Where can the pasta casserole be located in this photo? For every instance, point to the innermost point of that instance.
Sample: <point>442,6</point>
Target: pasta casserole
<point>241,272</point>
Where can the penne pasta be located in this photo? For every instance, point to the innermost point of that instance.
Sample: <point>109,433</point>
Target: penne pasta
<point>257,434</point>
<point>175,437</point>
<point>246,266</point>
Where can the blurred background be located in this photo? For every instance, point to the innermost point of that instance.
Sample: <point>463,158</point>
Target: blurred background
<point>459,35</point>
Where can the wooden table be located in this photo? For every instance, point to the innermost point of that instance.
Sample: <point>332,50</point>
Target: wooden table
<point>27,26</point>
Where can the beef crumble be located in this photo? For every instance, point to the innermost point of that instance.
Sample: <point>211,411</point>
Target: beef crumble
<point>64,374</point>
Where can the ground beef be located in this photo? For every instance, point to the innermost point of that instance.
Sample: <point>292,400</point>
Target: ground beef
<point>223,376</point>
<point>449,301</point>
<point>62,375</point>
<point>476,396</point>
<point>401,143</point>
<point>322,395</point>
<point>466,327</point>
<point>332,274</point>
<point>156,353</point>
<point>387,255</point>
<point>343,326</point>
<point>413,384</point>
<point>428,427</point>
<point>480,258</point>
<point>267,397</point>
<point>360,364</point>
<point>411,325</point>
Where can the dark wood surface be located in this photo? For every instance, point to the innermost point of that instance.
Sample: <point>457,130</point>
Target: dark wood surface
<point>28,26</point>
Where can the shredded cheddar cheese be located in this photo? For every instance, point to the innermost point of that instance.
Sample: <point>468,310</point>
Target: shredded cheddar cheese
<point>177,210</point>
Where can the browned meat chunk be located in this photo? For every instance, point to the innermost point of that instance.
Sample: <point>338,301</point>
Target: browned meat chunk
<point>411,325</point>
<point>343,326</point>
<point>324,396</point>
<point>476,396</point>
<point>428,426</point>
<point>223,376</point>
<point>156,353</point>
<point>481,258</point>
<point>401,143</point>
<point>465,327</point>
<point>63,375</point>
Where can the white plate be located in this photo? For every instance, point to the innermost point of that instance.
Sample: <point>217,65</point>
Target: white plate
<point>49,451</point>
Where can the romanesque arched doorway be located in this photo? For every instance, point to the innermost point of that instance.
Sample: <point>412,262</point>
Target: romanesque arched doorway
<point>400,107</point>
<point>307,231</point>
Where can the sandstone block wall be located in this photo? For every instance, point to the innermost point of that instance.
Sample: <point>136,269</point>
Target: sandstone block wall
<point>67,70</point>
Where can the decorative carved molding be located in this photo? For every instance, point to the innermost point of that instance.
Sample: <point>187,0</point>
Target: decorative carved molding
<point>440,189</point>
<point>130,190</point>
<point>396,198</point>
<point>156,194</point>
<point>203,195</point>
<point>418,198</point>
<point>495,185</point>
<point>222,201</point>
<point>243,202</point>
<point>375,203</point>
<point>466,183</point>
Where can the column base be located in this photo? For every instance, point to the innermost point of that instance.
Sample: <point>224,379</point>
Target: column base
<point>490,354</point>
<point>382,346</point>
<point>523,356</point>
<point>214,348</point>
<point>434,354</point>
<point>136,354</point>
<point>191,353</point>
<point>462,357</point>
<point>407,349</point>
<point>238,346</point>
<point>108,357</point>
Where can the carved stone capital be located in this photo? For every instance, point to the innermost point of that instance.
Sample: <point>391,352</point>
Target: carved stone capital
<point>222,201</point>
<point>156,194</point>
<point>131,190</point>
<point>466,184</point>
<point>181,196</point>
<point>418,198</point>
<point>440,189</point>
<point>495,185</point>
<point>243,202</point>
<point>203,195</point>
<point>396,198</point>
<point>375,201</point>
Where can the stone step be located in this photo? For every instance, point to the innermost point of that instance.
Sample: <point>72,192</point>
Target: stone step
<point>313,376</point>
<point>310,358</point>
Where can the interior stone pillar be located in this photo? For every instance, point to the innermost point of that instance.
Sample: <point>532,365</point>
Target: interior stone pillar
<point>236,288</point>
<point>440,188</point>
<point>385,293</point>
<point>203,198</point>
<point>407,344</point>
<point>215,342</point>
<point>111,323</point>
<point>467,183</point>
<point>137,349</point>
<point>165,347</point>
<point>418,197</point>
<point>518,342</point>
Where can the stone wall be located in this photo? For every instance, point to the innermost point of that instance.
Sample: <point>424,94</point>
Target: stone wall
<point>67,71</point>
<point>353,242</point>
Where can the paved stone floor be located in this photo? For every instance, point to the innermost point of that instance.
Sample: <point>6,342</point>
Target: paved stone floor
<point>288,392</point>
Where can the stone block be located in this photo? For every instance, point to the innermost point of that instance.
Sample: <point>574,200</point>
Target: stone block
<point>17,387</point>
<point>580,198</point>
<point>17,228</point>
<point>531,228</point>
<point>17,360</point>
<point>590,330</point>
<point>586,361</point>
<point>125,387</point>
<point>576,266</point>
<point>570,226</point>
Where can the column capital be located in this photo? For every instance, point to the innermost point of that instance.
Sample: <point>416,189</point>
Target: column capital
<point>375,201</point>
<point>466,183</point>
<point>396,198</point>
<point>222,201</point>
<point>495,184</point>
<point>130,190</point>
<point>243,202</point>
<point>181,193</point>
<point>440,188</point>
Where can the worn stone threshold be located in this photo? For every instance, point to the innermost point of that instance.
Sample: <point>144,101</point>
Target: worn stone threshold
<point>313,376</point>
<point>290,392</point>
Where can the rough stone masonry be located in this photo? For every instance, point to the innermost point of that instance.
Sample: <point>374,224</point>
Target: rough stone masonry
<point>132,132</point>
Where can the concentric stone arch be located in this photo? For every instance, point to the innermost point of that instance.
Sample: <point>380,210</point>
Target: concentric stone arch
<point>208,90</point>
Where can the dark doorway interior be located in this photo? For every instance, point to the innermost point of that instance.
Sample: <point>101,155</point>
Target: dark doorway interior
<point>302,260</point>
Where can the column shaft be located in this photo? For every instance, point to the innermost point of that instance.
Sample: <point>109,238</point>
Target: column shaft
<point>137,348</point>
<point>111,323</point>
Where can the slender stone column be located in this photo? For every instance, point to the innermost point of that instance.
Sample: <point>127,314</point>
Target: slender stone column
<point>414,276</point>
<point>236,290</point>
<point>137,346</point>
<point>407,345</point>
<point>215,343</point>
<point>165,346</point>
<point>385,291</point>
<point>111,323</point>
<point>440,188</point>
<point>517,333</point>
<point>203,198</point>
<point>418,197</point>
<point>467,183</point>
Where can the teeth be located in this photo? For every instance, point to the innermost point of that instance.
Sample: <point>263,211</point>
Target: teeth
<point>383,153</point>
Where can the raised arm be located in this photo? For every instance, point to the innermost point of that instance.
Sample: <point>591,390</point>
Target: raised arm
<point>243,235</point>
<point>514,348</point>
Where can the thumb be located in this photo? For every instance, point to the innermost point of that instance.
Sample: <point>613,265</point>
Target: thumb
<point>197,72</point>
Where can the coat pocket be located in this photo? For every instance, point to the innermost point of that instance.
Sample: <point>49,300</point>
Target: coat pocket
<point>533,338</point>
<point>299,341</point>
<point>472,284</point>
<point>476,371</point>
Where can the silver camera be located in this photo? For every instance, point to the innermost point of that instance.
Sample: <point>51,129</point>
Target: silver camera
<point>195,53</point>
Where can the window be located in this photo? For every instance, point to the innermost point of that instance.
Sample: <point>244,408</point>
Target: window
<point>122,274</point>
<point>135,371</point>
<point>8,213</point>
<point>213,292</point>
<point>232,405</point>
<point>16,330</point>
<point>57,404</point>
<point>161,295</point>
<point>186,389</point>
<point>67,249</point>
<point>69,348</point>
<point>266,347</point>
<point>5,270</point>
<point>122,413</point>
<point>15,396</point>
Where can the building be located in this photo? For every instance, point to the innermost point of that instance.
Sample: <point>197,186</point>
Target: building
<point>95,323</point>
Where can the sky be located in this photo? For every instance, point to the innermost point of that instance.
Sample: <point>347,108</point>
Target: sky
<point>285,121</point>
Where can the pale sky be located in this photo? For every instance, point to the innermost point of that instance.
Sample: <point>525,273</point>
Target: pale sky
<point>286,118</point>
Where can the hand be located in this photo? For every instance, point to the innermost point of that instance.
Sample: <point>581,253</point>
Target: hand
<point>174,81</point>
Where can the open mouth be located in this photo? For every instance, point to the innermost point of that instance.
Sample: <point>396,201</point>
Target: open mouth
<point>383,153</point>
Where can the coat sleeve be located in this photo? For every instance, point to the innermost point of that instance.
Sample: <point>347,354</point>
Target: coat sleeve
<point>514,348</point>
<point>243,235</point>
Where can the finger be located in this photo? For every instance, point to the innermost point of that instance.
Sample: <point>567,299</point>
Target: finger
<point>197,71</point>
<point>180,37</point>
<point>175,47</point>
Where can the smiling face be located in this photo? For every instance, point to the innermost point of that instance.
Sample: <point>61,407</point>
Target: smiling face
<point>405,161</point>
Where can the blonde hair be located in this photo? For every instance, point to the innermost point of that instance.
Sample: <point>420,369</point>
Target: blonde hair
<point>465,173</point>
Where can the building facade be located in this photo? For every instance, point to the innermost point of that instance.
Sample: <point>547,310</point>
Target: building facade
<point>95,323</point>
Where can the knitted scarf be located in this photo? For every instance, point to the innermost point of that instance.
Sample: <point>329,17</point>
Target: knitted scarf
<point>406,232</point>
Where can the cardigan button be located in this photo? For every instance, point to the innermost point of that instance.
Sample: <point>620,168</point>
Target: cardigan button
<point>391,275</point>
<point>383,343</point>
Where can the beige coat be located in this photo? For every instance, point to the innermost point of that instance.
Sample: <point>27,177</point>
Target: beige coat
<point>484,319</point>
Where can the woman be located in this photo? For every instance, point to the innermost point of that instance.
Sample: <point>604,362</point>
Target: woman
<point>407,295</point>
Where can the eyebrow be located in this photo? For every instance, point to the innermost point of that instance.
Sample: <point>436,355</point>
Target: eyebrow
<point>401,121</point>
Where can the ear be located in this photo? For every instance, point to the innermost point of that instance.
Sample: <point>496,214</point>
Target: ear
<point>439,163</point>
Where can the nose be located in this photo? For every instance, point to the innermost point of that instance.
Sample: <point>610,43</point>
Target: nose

########

## DIRECTIONS
Reproduce every line from the one containing "Where can the worn" through the one containing "<point>290,392</point>", inclusive. Offset both coordinates of each answer point by 118 and leave the sample points unchanged.

## SOLUTION FOR THIS EXERCISE
Where can the worn stone threshold be located in this photo? For every instance, point to the innermost point of that instance.
Sample: <point>144,101</point>
Target: worn stone threshold
<point>431,494</point>
<point>408,510</point>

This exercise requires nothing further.